Gece CII


22 Ağustos 2016
Pazartesi

Bazı kitaplar belleğime sadece anlattıklarıyla değil o kitabı okuduğum dönemdeki ruh halimle, yaşadıklarımla da birlikte kazınır. Her kitap, yazarının anlattıklarıyla birlikte, bana anımsattıklarıdır aslında. O nedenle de her kitap okunduğu döneme göre bambaşka etkiler yaratır. Bundan dolayı da bazı kitapları tekrar tekrar okumak istememe rağmen aynı etkiyi yaşayamayacağımdan korktuğum için kitabı elime alıp okumaya cesaret edemem.

**Veri kayıtları:**
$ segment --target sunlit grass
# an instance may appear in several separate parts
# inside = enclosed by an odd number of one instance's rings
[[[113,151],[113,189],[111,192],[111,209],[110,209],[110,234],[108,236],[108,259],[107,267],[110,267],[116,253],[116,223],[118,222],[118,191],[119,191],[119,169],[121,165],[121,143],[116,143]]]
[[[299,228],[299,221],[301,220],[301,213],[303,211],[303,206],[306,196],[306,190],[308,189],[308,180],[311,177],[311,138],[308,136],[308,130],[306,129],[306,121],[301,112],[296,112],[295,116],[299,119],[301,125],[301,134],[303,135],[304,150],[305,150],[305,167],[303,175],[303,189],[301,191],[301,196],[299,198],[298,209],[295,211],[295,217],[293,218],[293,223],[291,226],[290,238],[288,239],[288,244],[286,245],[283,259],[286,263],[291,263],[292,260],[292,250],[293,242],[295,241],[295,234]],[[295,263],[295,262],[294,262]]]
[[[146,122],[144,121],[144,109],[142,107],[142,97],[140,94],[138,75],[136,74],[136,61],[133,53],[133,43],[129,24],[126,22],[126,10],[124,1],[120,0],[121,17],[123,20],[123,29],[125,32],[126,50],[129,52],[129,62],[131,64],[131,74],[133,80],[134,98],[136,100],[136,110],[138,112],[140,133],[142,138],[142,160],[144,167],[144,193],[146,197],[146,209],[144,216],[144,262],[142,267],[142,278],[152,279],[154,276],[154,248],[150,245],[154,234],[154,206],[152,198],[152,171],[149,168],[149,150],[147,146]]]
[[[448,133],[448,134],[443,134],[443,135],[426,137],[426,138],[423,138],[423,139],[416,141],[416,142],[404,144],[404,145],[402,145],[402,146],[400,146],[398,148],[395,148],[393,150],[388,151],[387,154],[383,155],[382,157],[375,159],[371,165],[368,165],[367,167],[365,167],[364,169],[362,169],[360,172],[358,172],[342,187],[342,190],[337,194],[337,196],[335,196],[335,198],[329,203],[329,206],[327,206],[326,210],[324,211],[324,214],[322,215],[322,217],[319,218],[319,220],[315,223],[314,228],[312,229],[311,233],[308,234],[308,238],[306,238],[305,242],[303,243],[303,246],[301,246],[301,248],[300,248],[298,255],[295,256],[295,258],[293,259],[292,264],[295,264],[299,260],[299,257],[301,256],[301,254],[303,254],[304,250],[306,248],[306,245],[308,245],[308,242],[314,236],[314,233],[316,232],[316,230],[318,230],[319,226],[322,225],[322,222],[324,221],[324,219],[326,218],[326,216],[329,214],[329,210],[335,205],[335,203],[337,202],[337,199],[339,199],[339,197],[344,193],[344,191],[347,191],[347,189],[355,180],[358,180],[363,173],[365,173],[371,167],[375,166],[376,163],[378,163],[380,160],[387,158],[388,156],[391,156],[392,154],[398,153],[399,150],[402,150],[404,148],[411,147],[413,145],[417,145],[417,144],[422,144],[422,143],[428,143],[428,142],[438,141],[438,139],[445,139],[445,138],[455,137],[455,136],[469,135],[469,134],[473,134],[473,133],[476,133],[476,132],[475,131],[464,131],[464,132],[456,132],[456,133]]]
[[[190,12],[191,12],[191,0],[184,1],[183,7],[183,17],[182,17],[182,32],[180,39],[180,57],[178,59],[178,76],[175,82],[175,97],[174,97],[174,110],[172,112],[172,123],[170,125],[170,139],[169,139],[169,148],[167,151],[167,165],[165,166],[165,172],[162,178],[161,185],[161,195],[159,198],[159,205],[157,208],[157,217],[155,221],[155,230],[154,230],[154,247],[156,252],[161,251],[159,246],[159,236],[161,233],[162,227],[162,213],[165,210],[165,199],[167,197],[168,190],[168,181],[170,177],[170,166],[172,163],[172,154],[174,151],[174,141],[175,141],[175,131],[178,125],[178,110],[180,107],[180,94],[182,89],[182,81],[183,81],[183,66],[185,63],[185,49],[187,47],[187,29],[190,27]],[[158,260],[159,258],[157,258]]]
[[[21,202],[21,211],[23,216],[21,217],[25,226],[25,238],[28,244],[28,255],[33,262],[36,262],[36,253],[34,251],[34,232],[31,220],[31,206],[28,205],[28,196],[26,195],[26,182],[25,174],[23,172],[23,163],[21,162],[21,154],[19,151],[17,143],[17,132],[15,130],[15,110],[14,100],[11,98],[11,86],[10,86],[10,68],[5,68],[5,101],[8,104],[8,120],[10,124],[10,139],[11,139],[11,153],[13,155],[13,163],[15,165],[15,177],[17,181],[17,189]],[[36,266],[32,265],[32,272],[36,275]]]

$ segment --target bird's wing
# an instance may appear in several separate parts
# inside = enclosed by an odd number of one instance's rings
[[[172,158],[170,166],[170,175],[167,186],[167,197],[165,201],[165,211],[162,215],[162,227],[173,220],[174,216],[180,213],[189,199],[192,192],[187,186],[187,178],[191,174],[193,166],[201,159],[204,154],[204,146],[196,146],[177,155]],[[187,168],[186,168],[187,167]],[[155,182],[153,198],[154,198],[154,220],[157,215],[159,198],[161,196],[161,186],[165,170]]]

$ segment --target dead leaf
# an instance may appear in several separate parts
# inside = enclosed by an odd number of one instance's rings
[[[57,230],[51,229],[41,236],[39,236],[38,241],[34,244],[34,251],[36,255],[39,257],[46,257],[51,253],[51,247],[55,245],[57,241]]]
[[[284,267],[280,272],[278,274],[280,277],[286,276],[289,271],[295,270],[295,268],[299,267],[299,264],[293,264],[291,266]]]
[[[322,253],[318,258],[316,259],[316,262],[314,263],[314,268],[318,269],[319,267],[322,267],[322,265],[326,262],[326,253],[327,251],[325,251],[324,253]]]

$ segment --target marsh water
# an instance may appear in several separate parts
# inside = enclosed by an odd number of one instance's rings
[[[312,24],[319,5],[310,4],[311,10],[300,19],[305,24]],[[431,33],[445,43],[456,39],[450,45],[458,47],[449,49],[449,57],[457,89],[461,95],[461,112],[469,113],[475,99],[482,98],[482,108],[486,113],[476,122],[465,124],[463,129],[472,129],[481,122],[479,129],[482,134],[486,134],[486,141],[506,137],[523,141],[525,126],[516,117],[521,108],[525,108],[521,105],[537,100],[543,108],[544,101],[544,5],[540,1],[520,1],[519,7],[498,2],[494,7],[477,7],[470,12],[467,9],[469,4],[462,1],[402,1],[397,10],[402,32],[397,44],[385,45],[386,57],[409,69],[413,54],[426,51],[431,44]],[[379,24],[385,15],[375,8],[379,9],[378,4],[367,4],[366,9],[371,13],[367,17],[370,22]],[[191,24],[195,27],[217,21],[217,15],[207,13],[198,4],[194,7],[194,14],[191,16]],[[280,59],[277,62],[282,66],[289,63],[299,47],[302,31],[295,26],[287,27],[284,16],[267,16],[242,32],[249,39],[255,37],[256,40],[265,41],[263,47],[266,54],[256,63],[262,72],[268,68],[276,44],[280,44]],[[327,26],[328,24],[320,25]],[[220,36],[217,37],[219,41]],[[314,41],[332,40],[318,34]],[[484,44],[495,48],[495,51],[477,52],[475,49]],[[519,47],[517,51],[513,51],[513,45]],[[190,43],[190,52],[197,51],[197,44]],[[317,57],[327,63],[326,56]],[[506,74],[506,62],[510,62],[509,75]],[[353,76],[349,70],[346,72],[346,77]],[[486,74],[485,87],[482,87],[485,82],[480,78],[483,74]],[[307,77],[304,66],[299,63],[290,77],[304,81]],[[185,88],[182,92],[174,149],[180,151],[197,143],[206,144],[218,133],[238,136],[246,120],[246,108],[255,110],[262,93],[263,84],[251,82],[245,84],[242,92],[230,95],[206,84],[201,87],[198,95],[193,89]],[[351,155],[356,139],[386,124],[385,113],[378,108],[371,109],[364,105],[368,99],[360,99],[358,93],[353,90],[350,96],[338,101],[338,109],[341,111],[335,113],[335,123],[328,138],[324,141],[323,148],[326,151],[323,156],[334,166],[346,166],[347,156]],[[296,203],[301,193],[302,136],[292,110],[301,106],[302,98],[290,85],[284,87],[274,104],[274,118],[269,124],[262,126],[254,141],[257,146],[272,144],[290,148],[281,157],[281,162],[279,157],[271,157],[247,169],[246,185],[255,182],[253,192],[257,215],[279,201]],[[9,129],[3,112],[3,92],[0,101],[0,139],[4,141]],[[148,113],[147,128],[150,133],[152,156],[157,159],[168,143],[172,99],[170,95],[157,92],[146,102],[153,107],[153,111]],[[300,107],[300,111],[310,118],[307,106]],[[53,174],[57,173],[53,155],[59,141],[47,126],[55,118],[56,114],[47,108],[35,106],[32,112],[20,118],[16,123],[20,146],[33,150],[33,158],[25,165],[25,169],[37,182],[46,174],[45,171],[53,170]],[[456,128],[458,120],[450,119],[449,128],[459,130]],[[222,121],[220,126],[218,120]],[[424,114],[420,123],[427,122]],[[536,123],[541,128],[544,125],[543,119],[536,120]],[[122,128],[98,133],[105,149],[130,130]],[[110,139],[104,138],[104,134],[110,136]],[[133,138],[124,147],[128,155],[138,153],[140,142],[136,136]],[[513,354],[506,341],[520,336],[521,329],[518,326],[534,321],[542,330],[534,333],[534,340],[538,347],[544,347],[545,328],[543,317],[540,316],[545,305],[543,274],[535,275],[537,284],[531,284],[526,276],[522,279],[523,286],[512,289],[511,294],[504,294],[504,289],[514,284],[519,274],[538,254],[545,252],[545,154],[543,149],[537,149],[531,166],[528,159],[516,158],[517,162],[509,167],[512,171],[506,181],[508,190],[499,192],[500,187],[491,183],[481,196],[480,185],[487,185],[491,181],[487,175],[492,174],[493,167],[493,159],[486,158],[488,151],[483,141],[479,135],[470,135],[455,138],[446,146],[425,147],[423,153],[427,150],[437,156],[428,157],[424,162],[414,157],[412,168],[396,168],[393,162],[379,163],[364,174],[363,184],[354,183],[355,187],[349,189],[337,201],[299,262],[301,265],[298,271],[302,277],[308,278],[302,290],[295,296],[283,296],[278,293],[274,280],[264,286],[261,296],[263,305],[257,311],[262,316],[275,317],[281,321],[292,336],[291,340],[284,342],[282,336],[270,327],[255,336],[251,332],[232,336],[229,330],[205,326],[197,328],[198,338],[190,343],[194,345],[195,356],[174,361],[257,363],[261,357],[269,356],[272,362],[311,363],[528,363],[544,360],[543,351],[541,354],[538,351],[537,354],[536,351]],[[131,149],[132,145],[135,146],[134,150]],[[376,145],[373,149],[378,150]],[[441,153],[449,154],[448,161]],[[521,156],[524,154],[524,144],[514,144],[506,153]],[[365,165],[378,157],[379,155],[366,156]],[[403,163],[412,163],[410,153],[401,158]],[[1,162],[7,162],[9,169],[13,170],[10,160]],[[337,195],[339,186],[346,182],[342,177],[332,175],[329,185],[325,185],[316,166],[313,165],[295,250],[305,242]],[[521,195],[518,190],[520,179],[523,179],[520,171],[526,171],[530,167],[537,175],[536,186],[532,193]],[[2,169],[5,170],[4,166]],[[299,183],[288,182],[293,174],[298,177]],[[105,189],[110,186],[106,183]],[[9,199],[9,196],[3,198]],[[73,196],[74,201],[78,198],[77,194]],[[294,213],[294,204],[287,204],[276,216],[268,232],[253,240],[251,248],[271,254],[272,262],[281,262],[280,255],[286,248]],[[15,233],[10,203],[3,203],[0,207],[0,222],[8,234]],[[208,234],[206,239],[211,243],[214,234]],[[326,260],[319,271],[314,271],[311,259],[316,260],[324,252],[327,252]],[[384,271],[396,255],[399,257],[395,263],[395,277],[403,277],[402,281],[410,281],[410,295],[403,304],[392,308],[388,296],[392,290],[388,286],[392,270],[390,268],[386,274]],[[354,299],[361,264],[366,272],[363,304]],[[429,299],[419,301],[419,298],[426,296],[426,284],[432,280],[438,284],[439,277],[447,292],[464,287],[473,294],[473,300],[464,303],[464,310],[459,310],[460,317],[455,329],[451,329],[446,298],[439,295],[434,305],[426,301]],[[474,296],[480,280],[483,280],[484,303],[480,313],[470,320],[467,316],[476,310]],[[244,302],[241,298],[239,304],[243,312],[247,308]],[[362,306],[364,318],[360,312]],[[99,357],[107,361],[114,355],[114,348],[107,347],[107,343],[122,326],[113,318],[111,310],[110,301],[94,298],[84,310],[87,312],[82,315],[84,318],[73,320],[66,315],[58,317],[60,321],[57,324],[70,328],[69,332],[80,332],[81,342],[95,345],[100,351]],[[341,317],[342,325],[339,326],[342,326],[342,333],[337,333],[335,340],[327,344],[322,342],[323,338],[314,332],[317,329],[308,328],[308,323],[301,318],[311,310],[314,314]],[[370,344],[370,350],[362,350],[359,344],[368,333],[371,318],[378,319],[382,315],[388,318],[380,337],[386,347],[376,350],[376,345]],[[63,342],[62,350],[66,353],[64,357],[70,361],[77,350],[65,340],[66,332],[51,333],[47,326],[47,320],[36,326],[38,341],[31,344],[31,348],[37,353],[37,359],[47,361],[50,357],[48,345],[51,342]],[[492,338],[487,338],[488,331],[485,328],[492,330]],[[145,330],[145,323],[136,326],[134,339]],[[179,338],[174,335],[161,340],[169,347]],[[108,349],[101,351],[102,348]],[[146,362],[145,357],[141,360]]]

**Amaç:** Kitapların okunduğu dönemle birlikte belleğe kazınmasını anlatan yazıyı kaldığı yerden sürdürünüz. Kayıtlara bu çalışmada ihtiyaç duyulmamaktadır.

**Yanıt:**
İşte bu tarz kitaplardan biri de Tahsin Yücel’in Yalan’ıdır. Kitabı yanlış hatırlamıyorsam 2004 yılının yazında yaklaşık bir haftada okumuştum. Okumamda en büyük etken de kitabın aldığı iki önemli ödül ve adını şimdi hatırlayamadığım bir dergide yapılan soruşturmada bu kitabın adının geçmesiydi. Kitabı aldığım anda kitabın kalınlığı beni korkutmuştu ama bir yandan onu okumam için bir çekim de yaratmıştı. Kitabı okudukça derinden etkilendim. Tahsin Yücel’le ilk tanışmam bu kitapla olmuştu ve sonrasında bulduğum tüm Tahsin Yücel kitaplarını okudum. Hatta bazı kitaplarını birkaç kez okudum. Fakat bir türlü Yalan’a dönüş yapamadım. Birkaç kere kitabı elime alıp sayfalarını karıştırdım ama yeni baştan okumaya bir türlü cesaret edemedim. Kitap hem anlattıklarıyla hem de okuduğum dönemdeki ruh halimi anımsatmasıyla beni derinden etkilemiş olmasına rağmen yeniden Yalan’ın etkisi altına giremedim. Yakın bir zamanda da girebileceğimi pek sanmıyorum.
Gece gece nerden geldi bunlar aklına, derseniz Enis Batur’un Suya Seng’inin beni götürdüğü düşüncelerden sadece biri derim.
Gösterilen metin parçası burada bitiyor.